(Named-object pointing records):
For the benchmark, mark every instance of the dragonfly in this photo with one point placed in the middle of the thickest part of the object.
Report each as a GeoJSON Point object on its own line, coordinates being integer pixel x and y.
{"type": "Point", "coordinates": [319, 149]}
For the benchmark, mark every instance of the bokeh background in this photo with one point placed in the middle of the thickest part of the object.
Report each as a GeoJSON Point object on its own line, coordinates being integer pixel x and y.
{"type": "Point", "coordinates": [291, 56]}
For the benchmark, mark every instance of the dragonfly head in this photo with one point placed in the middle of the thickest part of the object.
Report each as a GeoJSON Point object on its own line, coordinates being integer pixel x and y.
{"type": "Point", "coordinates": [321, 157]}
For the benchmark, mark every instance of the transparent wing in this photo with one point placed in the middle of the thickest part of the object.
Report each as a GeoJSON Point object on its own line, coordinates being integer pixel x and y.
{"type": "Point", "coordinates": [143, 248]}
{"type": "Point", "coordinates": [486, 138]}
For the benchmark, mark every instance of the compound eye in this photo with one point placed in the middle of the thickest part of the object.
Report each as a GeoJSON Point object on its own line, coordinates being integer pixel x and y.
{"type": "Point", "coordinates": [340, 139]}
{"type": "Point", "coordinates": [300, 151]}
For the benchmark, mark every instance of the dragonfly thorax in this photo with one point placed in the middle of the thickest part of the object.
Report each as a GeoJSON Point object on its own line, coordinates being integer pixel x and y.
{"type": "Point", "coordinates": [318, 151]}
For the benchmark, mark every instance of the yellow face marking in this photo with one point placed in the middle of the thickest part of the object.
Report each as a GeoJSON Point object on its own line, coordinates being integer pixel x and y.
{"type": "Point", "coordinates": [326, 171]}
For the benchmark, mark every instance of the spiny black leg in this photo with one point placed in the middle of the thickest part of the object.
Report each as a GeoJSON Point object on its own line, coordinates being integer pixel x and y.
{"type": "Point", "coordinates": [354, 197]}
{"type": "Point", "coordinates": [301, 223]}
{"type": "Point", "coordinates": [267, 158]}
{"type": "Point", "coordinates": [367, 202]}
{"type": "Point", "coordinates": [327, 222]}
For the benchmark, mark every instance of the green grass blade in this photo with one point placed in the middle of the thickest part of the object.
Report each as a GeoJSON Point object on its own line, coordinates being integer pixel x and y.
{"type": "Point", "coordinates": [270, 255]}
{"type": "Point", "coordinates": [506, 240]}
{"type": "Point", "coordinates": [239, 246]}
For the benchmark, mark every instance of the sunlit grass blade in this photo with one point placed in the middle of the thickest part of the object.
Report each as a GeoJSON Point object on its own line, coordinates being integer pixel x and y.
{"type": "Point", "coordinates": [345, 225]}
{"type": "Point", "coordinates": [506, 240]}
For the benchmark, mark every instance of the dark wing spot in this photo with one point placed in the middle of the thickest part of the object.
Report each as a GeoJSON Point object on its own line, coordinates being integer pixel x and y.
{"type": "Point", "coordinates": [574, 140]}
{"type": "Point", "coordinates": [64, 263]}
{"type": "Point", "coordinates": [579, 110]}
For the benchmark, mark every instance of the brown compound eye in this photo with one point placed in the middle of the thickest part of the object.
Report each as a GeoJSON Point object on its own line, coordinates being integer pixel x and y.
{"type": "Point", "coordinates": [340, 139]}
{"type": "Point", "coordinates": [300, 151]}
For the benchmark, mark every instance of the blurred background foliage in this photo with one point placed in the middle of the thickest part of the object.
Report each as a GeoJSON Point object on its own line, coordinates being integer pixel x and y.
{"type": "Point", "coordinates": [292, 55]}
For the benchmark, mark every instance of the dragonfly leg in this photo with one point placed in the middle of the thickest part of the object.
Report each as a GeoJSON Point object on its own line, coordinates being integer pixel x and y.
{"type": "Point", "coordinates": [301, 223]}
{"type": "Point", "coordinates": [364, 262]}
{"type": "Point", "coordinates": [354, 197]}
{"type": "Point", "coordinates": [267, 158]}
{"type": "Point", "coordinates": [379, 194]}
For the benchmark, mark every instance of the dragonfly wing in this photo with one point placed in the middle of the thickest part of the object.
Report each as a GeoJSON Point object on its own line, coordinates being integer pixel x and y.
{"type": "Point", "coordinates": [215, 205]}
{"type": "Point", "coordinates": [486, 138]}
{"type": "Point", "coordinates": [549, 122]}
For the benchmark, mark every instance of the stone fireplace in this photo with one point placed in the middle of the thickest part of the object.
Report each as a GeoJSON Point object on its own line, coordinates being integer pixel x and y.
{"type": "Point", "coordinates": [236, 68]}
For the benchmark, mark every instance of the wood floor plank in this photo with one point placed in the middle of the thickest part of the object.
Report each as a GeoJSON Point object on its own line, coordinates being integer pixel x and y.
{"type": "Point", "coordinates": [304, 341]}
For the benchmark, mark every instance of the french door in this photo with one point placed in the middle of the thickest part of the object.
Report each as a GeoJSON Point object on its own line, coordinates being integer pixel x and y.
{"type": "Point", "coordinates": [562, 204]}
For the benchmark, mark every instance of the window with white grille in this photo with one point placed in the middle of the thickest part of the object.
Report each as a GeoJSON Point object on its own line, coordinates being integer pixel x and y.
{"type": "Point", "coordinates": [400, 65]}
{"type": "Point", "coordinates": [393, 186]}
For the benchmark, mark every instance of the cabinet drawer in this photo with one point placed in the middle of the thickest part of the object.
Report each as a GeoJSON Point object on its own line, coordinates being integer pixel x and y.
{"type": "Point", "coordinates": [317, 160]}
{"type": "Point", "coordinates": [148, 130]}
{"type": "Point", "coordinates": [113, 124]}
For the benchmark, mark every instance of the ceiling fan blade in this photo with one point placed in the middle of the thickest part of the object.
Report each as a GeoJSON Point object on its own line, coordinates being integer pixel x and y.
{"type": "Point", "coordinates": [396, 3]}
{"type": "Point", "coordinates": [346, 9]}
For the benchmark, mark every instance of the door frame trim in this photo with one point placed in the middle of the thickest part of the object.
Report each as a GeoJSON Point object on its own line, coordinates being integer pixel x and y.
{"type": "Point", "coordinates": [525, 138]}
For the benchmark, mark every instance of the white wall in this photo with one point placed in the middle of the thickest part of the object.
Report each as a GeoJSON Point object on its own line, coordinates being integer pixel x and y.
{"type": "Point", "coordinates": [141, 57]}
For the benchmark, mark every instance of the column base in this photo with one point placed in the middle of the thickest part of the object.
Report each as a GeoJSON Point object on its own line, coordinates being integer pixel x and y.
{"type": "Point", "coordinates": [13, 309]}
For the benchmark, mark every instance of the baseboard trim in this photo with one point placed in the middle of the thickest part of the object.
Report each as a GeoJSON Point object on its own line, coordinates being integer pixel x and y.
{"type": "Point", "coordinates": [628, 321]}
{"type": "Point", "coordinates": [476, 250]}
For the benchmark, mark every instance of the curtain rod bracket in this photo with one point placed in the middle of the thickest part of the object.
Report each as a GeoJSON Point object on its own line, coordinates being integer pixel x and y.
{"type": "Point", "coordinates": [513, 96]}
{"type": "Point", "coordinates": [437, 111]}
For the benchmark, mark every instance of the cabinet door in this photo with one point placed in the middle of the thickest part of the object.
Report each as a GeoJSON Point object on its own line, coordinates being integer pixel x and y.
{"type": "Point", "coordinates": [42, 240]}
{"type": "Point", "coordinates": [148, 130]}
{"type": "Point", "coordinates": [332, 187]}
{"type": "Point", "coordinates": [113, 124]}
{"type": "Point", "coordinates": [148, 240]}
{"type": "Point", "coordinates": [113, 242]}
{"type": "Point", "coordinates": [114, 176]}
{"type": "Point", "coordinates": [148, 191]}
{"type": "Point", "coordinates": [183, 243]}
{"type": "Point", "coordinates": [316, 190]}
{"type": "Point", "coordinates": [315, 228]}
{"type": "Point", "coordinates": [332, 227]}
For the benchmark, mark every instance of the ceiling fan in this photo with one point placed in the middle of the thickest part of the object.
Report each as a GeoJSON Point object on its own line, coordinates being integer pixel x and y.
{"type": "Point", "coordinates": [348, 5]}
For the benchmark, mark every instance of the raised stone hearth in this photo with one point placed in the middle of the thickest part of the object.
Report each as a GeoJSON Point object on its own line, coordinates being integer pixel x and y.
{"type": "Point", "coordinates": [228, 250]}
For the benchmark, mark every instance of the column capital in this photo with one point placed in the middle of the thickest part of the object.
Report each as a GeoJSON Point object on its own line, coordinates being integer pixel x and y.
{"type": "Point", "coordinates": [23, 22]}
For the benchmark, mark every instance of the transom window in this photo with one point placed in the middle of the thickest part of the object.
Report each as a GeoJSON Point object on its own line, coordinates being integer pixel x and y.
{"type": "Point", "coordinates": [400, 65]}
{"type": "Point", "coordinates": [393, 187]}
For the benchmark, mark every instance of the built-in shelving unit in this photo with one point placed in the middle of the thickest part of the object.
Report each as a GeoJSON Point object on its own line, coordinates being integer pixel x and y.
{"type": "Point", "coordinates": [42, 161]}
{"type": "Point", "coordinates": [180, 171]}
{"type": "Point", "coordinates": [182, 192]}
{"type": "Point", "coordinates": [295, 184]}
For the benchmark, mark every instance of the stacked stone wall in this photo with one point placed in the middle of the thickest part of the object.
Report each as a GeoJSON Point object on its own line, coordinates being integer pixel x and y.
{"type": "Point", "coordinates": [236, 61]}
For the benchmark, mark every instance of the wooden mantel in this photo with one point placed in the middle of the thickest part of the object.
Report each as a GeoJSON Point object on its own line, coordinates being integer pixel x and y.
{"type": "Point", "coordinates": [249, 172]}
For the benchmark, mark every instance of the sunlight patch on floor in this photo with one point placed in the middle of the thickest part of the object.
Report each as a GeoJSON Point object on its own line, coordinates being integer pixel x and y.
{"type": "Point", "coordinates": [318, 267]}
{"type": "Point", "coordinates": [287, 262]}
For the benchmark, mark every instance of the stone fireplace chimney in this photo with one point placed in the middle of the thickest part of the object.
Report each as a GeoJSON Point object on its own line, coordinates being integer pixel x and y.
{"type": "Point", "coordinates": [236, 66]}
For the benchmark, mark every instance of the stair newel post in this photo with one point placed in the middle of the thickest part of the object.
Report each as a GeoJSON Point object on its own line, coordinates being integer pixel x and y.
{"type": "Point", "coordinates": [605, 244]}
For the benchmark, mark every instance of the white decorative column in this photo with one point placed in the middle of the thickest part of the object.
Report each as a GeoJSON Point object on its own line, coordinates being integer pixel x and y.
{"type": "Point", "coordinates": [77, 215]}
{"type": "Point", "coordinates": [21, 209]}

(What you will do):
Copy word for word everything from the line containing "For the benchmark, mark every instance of the stair" down through the last line of the records above.

(Task result):
For the benchmark, mark every instance of the stair newel post in this photo with one point placed in the middle of the thickest part of the object.
Report each as a GeoJSON Point object on its own line, coordinates being integer pixel x and y.
{"type": "Point", "coordinates": [605, 244]}
For the benchmark, mark every instance of the white decorative column in this photo with one point placed in the middle of the thickest part of the object.
Report each as a GeoJSON Point object on its own line, coordinates being integer pixel x and y.
{"type": "Point", "coordinates": [77, 215]}
{"type": "Point", "coordinates": [21, 209]}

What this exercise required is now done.